[Stored items]

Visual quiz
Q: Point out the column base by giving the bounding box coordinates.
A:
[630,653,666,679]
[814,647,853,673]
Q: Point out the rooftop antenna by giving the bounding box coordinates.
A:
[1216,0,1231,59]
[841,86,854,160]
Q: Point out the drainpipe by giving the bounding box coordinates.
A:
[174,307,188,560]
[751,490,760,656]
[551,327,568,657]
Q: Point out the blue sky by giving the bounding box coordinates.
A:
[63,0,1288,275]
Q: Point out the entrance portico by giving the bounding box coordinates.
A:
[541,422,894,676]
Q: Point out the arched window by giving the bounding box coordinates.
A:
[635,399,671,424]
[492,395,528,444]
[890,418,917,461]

Written task – Give every line of the items above as a Markdown table with two columns, No. and Text, numbering each row and leaving out any blank lines.

Task response –
| No. | Text |
|---|---|
| 1 | Visual quiz |
| 2 | Q: Point out the column base by giving the bounding box coordinates. |
| 3 | A: |
| 4 | [630,653,666,679] |
| 5 | [814,647,853,673] |
| 6 | Q: Point out the rooftop antenna by giving the bounding box coordinates. |
| 7 | A: |
| 8 | [1216,0,1231,59] |
| 9 | [841,86,854,160] |
| 10 | Q: Point out the drainpipe by giving the bounding box coordinates. |
| 11 | A: |
| 12 | [174,307,188,560] |
| 13 | [751,490,760,656] |
| 14 | [551,327,568,657] |
| 15 | Q: Point out the blue sky by giving the bounding box coordinates. |
| 16 | A: |
| 17 | [63,0,1288,275] |
| 18 | Q: Point out the entrance portico by giving the bounding box coordinates. |
| 19 | A: |
| 20 | [541,422,894,676] |
| 21 | Q: Point out the arched window by giving the bounding box coordinates. |
| 22 | A: |
| 23 | [635,399,671,424] |
| 24 | [492,395,528,444] |
| 25 | [890,418,917,461] |